START Document extract

-
Notifications
You must be signed in to change notification settings - Fork 1
Component_1 (Advanced Metrics Extractor)
Component 1 ( Advanced Metrics Extractor from now on) is used in order to extract complex informations from the input-given BPMN model. For the project's scope, a metric is defined as advanced if it is derived by computations and/or aggregation of basic metrics and on the model's elements.
This type of metrics is useful to have an in-depth analysis of the model, exposing a wide variety of informations, ranging from graphs theories related metrics to proportions between model elements.
For this, and because all of those metrics are derived from the works of BPM experts from all over the world, we will be dividing them according to the papers we used as source for our studies and implementations.
- Applying software metrics to evaluate business process models
- Control-flow complexity measurement of processes and weyuker’s properties
- A Discourse on Complexity of Process Models
- Prediction Models for BPMN Usability and Maintainability
- On a quest for good process models: the cross-connectivity metric
- Quality metrics for business process modeling
- Adopting the Cognitive Complexity Measure for Business Process Models
- Complexity metrics for business process models
- Cohesion and coupling metrics for workflow process design
- Finding a complexity measure for business process models
- Metrics for Process Models
- What makes process models understandable?
- Complexity metrics for workflow nets
- Proposal of square metrics for measuring business process model complexity
- Investigating layout complexity
- Guidelines on the aesthetic quality of UML class diagrams
by Rolón E, Ruiz F, García F, Piattini M (2006)
Some of the metrics appearing in this paper are the same as some of the metrics extracted by the Basic Metrics Extractor, but, for the sake of completeness, we decided to refer them anyway. There's not much to say about them, as they are already self explanatory.
- TNT: total number of Tasks
- TNCS: total number of Collapsed Subprocess
- TNA: total number of Activities
- TNDO: total number of Data Objects
- TNG: total number of Gateways
- TNEE: total number of End Events
- TNIE: total number of Intermediate Events
- TNSE: total number of Start Events
- TNE: total number of Events
- TNSF: total number of Sequence Flows
Two other metrics measure the connectivity level of precise elements in the model, in particular activities and partecipants (pools). This value is given by the division between the number of the elements and the number of every flows that connects them.
- CLA: connectivity level between activities (TNA/NSFA)
- CLP: connectivity level between partecipants (NMF/NP)
The last four metrics measure various kind of proportions between elements of the model.
- PDOPin: proportion of data objects as incoming products and total data objects (NDOIn/TNDO)
- PDOPout: proportion of data objects as outgoing products and total data objects (NDOOut/TNDO)
- PDOTOut: proportion of data objects as outgoing product of activities of the model (NDOOut/TNT)
- PLT: proportion of pools/lanes and activities (NL/TNT)
by J. Cardoso (2007, doi = {10.1007/11837862_13})
Cardoso's first metric is the Control-Flow Complexity. It represents a weighted sum of all connectors that are used in a process model. In particular:
- every Exclusive (split) Gateway's value corresponds to the number of its outgoing flows;
- every Inclusive (split) Gateway's value corresponds to 2^n - 1, where n is the number of its outgoing flows;
- every Parallel (split) Gateway's value corresponds to 1.

END Document extract
START Supplied information

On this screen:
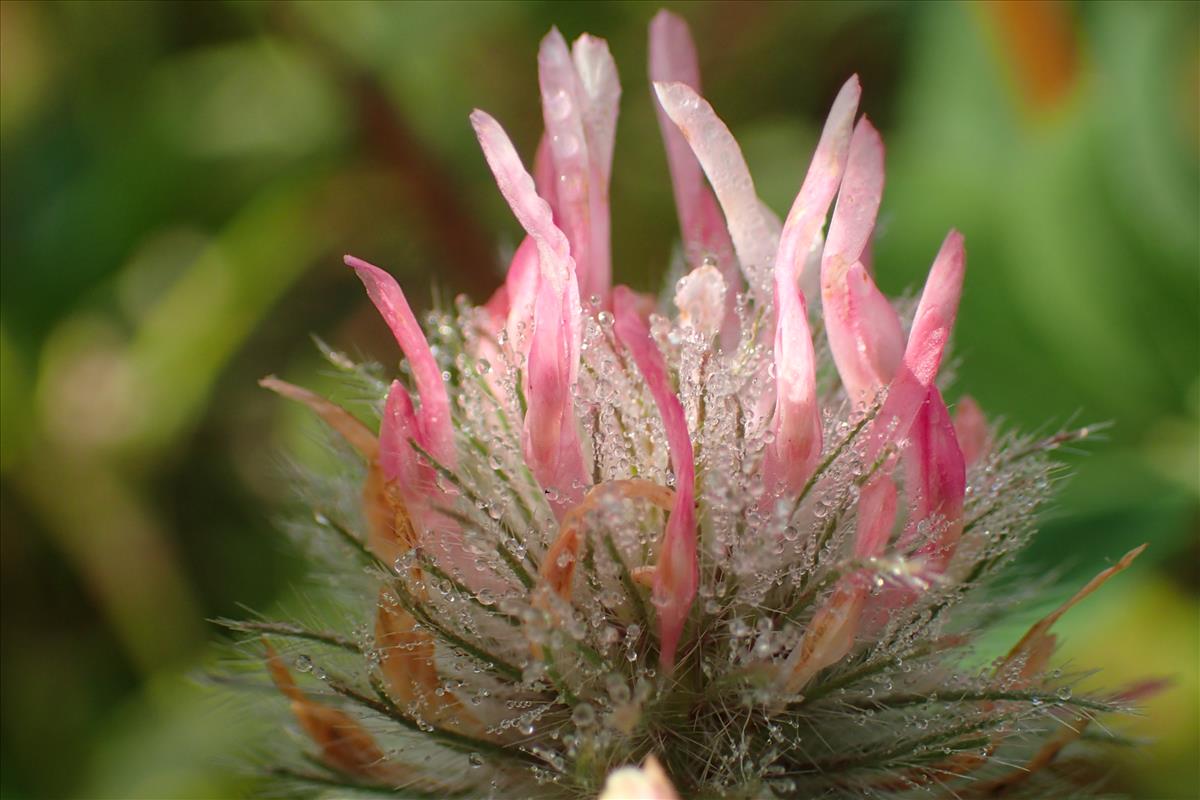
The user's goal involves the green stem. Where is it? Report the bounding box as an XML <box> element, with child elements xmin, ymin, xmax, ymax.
<box><xmin>210</xmin><ymin>618</ymin><xmax>362</xmax><ymax>655</ymax></box>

END Supplied information

=== Exercises ===
- a) Answer these questions using the Advanced Metrics Extractor page.
(i) Which abbreviation stands for the total number of Data Objects?
(ii) What year is given for the paper by Rolón E, Ruiz F, García F, and Piattini M?
(iii) In Cardoso's Control-Flow Complexity, what value does each Parallel (split) Gateway have?
- b) Decide whether each statement agrees with the Advanced Metrics Extractor page. Answer yes or no, and quote the words from the page that settle it.
(i) CLP is calculated by dividing NP by NMF.
(ii) The value of an Inclusive (split) Gateway depends on how many outgoing flows it has.
(iii) The paper by Rolón and colleagues includes four metrics about proportions between model elements.
- c) Carry on writing the Advanced Metrics Extractor page from the point where it stops.
The data shown above was taken from a separate source.

=== Answers to the exercise ===
- a)
(i) TNDO
(ii) 2006
(iii) 1

- b)
(i) No: "CLP: connectivity level between partecipants (NMF/NP)"
(ii) Yes: "every Inclusive (split) Gateway's value corresponds to 2^n - 1, where n is the number of its outgoing flows"
(iii) Yes: "The last four metrics measure various kind of proportions between elements of the model."

- c)
The other types of Gateway are not covered in the original source, so they haven't been considered. The complexity value affects the readbility, the maintanability, the reliability and other proprieties of the model.
- CFC: control-flow Complexity
by J. Cardoso, J. Mendling, G. Neumann, H.A. Reijers (2006, doi = {10.1007/11837862_13}), contained in Business Process Management Workshops by Johann Eder, Schahram Dustdar (Eds.), chapter 13, pag. 117-128
Three metrics of this paper based on the number of Activities and Gateways in the model.
- NOA: number of Activities
- NOAC: number of Activities and Control-Flow
- NOAJS: number of Activities, Joins and Splits
Three other metrics are based on the works of Halstead, whose measures are among the most important in the field of software complexity. Those metrics are based on four values. We report their original meaning and the meaning in the BPMN field:
- n1 = number of unique operators => number of unique activities and control-flow elements
- n2 = number of unique operands => number of unique data variables
- N1 = total number of operator occurrences => total number of activities and control-flow elements
- N2 = total number of operand occurrences => total number of data variables
From those numbers, we can get to the Halstead-based Process Complexity (HPC) measures for process' length, volume and difficulty. They are calculated as follows:
Process Length: N = n1*log2(n1) + n2*log2(n2)Process Volume: V = (N1+N2)*log2(n1+n2)Process Difficulty: D = (n1/2)*(N2/n2)
Thus we get three metrics:
- HPC_D: Halstead-based Process Complexity (process difficulty)
- HPC_N: Halstead-based Process Complexity (process lenght)
- HPC_V: Halstead-based Process Complexity (process volume)
The paper also discusses about a software complexity metric that is based on the impact of the information flow in a program’s structure. This is adapted to evaluate the complexity of processes in BPM, obtaining the Interface Complexity (IC), that is defined as:
IC = Length * (number of inputs * number of ouputs)^2
During the calculation of a software's complexity, length represents the number lines of code (LOC), and the number of inputs/outputs are represent the the flows of local information entering/leaving. For BPM models instead, the length of an activity is 1 if it is a black box, while it is represented by its LOC if it's a white box (we always consider activities as white box, so length is actually the same as the number of activities in the model): the fan-in/out are the number of Data Input/Output Associations. The four metrics that we obtain are:
- NoI: number of Activities inputs (Fan-In)
- NoO: number of Activities outputs (Fan-Out)
- Lenght: Activities lenght (number of activities)
- IC: Interface Complexity of Activities
The last metric discussed in the paper is the NOF, the number of archs present in the model.
- NOF: number of Control Flow connections (number of archs)
by Rolón E, Sanchez L, Garcia F, Ruiz F, Piattini M, Caivano D, Visaggio G (2009, doi = {10.1007/11837862_13})
This paper presents the number of Sequence Flows metrics, that is equal to the NOF metric, and that is already extracted by the Basic Metrics Extractor.
- TNSF: total number of Sequence Flows
by Vanderfeesten I, Reijers HA, Mendling J, van der Aalst WM, Cardoso J (2008, doi = {10.1007/978-3-540-69534-9_36})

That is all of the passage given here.